--- PROBLEM DESCRIPTION ---
Please rewrite the records below as a JSON list of strings, one string per line, leaving out any blank lines.

--- RAW DATA ---
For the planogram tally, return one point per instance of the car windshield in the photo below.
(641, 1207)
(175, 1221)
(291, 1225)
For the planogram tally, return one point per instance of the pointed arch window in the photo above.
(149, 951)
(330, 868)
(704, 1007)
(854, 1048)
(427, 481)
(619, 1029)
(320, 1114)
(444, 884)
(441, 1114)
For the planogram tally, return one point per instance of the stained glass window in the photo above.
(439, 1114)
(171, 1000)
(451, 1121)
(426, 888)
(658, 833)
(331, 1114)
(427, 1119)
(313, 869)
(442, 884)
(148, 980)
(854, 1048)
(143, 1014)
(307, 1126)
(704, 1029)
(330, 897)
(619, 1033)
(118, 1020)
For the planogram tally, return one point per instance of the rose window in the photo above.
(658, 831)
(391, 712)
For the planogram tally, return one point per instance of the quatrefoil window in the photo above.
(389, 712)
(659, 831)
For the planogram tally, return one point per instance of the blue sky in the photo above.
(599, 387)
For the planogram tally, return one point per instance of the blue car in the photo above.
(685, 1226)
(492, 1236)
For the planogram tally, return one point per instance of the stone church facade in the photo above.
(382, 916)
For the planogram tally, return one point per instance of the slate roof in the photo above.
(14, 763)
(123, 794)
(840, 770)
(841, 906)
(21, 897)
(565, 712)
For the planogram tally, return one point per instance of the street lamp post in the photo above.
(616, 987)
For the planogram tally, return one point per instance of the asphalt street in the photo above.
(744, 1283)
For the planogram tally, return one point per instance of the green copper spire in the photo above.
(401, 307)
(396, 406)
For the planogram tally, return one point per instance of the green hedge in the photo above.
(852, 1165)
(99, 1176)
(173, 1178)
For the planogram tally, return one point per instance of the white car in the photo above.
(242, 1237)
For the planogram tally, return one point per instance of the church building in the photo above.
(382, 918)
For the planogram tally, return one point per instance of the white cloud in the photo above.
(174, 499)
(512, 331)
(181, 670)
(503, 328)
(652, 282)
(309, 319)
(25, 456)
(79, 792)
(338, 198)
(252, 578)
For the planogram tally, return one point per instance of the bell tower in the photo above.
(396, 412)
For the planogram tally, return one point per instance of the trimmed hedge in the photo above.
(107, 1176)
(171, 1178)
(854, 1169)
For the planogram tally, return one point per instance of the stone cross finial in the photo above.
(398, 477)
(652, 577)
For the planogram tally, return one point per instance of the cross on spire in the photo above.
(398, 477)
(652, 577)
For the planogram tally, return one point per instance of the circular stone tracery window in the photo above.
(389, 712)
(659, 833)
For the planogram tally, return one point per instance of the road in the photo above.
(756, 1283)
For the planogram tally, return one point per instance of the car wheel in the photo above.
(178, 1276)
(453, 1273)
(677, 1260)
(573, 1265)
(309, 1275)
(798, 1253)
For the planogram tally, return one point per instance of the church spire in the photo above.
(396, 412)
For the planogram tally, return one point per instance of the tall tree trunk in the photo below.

--- FULL SOLUTION ---
[
  "For the planogram tally, return one point per instance of the car windshield in the photo below.",
  "(641, 1207)",
  "(175, 1221)",
  "(291, 1225)",
  "For the planogram tally, return one point per instance of the pointed arch window in the photo above.",
  "(149, 951)",
  "(330, 868)",
  "(704, 1007)",
  "(854, 1048)",
  "(427, 481)",
  "(619, 1029)",
  "(320, 1114)",
  "(444, 884)",
  "(441, 1114)",
  "For the planogram tally, return one point per instance of the stained glass window in the photo above.",
  "(439, 1114)",
  "(171, 1000)",
  "(451, 1121)",
  "(426, 888)",
  "(658, 833)",
  "(331, 1114)",
  "(427, 1119)",
  "(313, 869)",
  "(442, 884)",
  "(148, 980)",
  "(854, 1048)",
  "(143, 1014)",
  "(307, 1126)",
  "(704, 1029)",
  "(330, 897)",
  "(619, 1033)",
  "(118, 1020)",
  "For the planogram tally, return one point per instance of the rose window in the photo above.",
  "(658, 831)",
  "(391, 712)",
  "For the planogram tally, return one point per instance of the quatrefoil window in the photo above.",
  "(389, 712)",
  "(659, 831)",
  "For the planogram tally, return one point per instance of the blue sky in the photo above.",
  "(599, 387)",
  "For the planogram tally, return one point per instance of the blue car in the photo above.",
  "(685, 1226)",
  "(492, 1236)",
  "For the planogram tally, return one point per instance of the stone church facade in the photo above.",
  "(382, 916)",
  "For the planogram tally, return one point per instance of the slate roof in the photo above.",
  "(14, 763)",
  "(123, 794)",
  "(840, 770)",
  "(841, 906)",
  "(21, 897)",
  "(565, 712)",
  "For the planogram tally, return one point per instance of the street lamp post in the photo above.",
  "(616, 987)",
  "For the planogram tally, return one point per instance of the asphalt street in the photo above.",
  "(744, 1283)",
  "For the planogram tally, return one point per instance of the green copper spire in the photo above.",
  "(401, 307)",
  "(396, 406)",
  "For the planogram tally, return one point per instance of the green hedge in the photo above.",
  "(852, 1165)",
  "(99, 1176)",
  "(173, 1178)",
  "For the planogram tally, return one point per instance of the white car in the photo above.",
  "(242, 1237)",
  "For the planogram tally, return one point per instance of the church building in the photo above.",
  "(382, 918)",
  "For the planogram tally, return one point per instance of the white cloud in the photo above.",
  "(174, 499)",
  "(512, 331)",
  "(181, 670)",
  "(503, 328)",
  "(652, 282)",
  "(309, 319)",
  "(25, 456)",
  "(79, 792)",
  "(338, 198)",
  "(252, 578)",
  "For the planogram tally, return one point per instance of the bell tower in the photo above.",
  "(396, 412)",
  "For the planogram tally, return one point per instance of the trimmed hedge in the photo above.",
  "(107, 1176)",
  "(171, 1178)",
  "(854, 1169)",
  "For the planogram tally, return one point per instance of the stone cross finial in the photo above.",
  "(398, 477)",
  "(652, 577)",
  "For the planogram tally, return one point per instance of the cross on spire in the photo above.",
  "(398, 477)",
  "(652, 577)",
  "For the planogram tally, return one point per instance of the circular stone tracery window in the photo above.",
  "(389, 712)",
  "(659, 833)",
  "For the planogram tally, return one point per instance of the road in the photo above.",
  "(756, 1283)",
  "For the planogram tally, return one point per instance of the car wheel in the photo above.",
  "(178, 1276)",
  "(453, 1273)",
  "(677, 1260)",
  "(573, 1265)",
  "(309, 1275)",
  "(798, 1253)",
  "For the planogram tally, return one point per instance of the church spire in the photo above.",
  "(396, 412)",
  "For the planogram tally, return one point per instance of the tall tree trunk in the photo below."
]